[Dataset records]
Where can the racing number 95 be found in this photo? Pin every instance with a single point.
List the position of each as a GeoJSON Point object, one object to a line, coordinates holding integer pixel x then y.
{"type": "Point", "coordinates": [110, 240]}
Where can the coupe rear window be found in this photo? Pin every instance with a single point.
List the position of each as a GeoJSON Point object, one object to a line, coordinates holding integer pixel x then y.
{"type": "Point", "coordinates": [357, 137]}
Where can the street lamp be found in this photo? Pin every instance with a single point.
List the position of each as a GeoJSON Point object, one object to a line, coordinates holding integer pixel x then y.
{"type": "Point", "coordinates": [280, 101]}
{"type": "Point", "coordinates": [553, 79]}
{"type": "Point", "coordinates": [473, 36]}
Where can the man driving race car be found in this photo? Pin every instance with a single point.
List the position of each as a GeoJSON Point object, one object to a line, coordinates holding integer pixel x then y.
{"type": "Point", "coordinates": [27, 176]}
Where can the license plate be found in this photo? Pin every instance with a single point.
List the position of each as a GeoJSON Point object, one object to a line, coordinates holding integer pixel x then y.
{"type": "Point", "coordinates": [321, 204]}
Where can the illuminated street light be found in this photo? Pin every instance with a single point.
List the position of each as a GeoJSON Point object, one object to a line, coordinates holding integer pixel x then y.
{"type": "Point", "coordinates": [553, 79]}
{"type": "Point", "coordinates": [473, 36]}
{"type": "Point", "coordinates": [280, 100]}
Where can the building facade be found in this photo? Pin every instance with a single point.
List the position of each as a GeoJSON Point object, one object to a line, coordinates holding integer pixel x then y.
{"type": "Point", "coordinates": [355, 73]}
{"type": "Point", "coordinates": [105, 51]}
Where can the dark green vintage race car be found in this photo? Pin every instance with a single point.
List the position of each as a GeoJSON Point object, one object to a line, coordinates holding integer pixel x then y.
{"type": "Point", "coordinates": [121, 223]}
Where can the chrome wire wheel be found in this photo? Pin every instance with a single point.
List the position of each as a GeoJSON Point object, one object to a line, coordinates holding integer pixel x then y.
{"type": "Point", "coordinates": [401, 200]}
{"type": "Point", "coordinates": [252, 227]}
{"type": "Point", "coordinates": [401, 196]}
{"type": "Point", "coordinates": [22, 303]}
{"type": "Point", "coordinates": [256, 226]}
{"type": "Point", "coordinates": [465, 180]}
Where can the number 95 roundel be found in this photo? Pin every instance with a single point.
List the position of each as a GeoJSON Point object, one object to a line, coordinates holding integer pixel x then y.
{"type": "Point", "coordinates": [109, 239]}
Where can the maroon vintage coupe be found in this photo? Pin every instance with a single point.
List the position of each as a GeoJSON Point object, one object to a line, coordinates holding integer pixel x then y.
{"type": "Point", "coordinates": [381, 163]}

* Instructions for the task: Starting with the line above that holds "Where can the license" and stopping with the line that holds "Where can the illuminated", reproduce each line exactly, omitting all other lines.

* Solution to this problem:
Where can the license plate be found in this photo? Pin every instance with a single point.
List the position of each as a GeoJSON Point object, one object to a line, coordinates holding integer pixel x then y.
{"type": "Point", "coordinates": [321, 204]}
Where can the illuminated street light be found in this photo? Pin every instance with a single point.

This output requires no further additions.